▶ Direction: Convert every line of the entries below into a JSON list of strings, one string per line, skipping blank lines. Leave the pictures out of the result.

▶ Data listing:
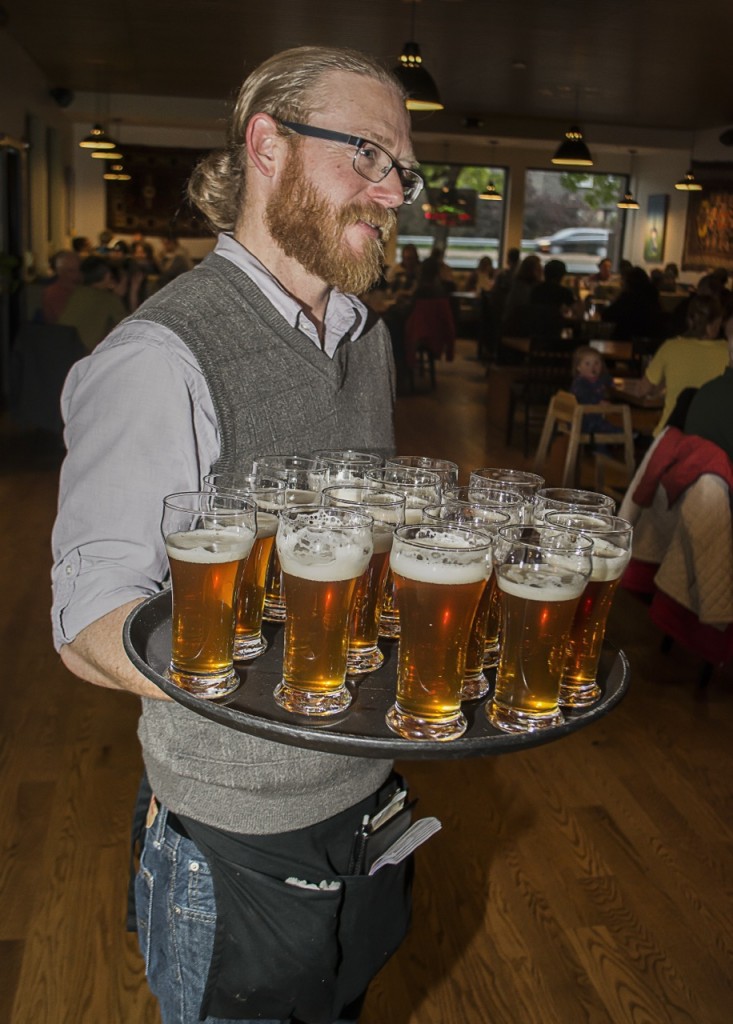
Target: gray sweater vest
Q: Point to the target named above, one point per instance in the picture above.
(273, 391)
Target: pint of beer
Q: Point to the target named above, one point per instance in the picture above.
(303, 476)
(440, 572)
(421, 487)
(475, 683)
(208, 539)
(268, 495)
(541, 573)
(611, 552)
(322, 553)
(387, 511)
(571, 500)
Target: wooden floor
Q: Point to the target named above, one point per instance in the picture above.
(585, 881)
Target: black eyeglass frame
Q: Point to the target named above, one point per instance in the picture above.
(358, 142)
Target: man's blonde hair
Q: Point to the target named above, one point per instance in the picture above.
(288, 87)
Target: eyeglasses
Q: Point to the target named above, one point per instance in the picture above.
(370, 161)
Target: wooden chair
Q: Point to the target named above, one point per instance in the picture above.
(564, 416)
(545, 371)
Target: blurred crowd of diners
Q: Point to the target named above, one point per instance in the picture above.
(93, 287)
(542, 301)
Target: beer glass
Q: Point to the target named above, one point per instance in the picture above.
(322, 551)
(571, 500)
(519, 480)
(440, 571)
(345, 464)
(541, 572)
(611, 552)
(268, 496)
(510, 502)
(208, 538)
(421, 487)
(446, 470)
(485, 629)
(303, 476)
(387, 511)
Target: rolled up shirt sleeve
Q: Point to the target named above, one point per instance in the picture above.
(139, 425)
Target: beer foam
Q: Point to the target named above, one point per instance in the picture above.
(382, 539)
(540, 583)
(438, 566)
(209, 546)
(266, 523)
(609, 560)
(322, 555)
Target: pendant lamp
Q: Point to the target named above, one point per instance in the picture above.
(490, 193)
(572, 152)
(688, 182)
(97, 139)
(415, 79)
(117, 172)
(629, 203)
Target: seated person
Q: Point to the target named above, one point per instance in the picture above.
(67, 267)
(516, 308)
(709, 412)
(690, 360)
(637, 312)
(550, 303)
(591, 385)
(403, 276)
(94, 308)
(481, 280)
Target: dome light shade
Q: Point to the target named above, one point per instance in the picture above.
(628, 203)
(113, 154)
(417, 82)
(689, 182)
(117, 173)
(572, 152)
(490, 193)
(97, 139)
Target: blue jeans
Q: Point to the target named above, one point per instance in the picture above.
(176, 918)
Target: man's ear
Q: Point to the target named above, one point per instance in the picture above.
(265, 145)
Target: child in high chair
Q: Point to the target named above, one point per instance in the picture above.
(591, 385)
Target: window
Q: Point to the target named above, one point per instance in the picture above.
(573, 217)
(449, 213)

▶ Answer to this exercise:
[
  "Target: gray sweater vest",
  "Q: Point to the target named above, one point per instance in the picture above.",
  "(273, 391)",
  "Target: pint of beer",
  "Q: Point to the target named above, one point per instance in the picture above.",
  "(303, 476)",
  "(440, 572)",
  "(421, 487)",
  "(475, 683)",
  "(208, 539)",
  "(268, 495)",
  "(541, 573)",
  "(611, 552)",
  "(322, 553)",
  "(387, 511)",
  "(571, 500)",
  "Target: wooden floor",
  "Q: Point to the target named above, one point per instance in the picture above.",
  "(585, 881)",
  "Target: black eyeglass frame",
  "Q: Point to the target named above, one point per instance in the picture above.",
  "(358, 142)",
  "Target: man's blonde hair",
  "Q: Point to the target named above, one point per instance in the picture above.",
  "(288, 87)",
  "Target: eyeglasses",
  "Q: Point to the target named above, one point per instance in the picture above.",
  "(370, 161)",
  "Target: wooden chair",
  "Q: Point to the target named above, one point per instance in the picture above.",
  "(564, 416)",
  "(545, 371)",
  "Target: blurred crowd of diners",
  "Q: Point to the target named above, one point per instance in the picture above.",
  "(93, 287)",
  "(542, 301)",
  "Target: beer glass",
  "Q: Point to the target named above, one point per instance in the picture above.",
  "(322, 551)",
  "(571, 500)",
  "(519, 480)",
  "(440, 571)",
  "(345, 464)",
  "(541, 572)",
  "(611, 552)",
  "(268, 496)",
  "(510, 502)",
  "(208, 538)",
  "(421, 487)",
  "(446, 470)",
  "(485, 629)",
  "(303, 476)",
  "(387, 511)",
  "Target: rolled up shirt sleeve",
  "Q: Point to the target named above, one point per instance in the picture above.",
  "(139, 425)",
  "Target: beer foam",
  "Q: Point to the target named above, one point per instance in the picture above.",
  "(382, 539)",
  "(540, 583)",
  "(438, 566)",
  "(209, 546)",
  "(266, 523)",
  "(609, 560)",
  "(322, 555)",
  "Target: pendant lamp",
  "Q: Point to the target named above, one point per instance in the picture above.",
  "(490, 193)",
  "(572, 152)",
  "(688, 182)",
  "(97, 139)",
  "(415, 79)",
  "(117, 172)",
  "(629, 203)",
  "Target: seated person",
  "Q: Point to the target named above, one point per instance in the picture above.",
  "(67, 267)",
  "(516, 308)",
  "(709, 412)",
  "(690, 360)",
  "(637, 312)",
  "(550, 303)",
  "(591, 385)",
  "(403, 276)",
  "(94, 308)",
  "(481, 280)",
  "Target: dome light shade",
  "Q: Point to the target named above, one point per instance in the picture above.",
  "(628, 203)",
  "(113, 154)",
  "(417, 82)",
  "(689, 182)",
  "(117, 173)",
  "(572, 152)",
  "(490, 193)",
  "(97, 139)",
  "Target: blue jeans",
  "Q: Point to the target named above, one point per instance in the picture above.",
  "(176, 918)",
  "Target: man's ear",
  "Q: Point to the target named above, one point per instance in the picture above.",
  "(265, 145)",
  "Target: child in high chair",
  "Q: Point to the target named above, one point per instance in the picture above.",
  "(591, 385)",
  "Target: window",
  "Q: Point to the target named above, one point per instance in the picture above.",
  "(573, 217)",
  "(449, 213)"
]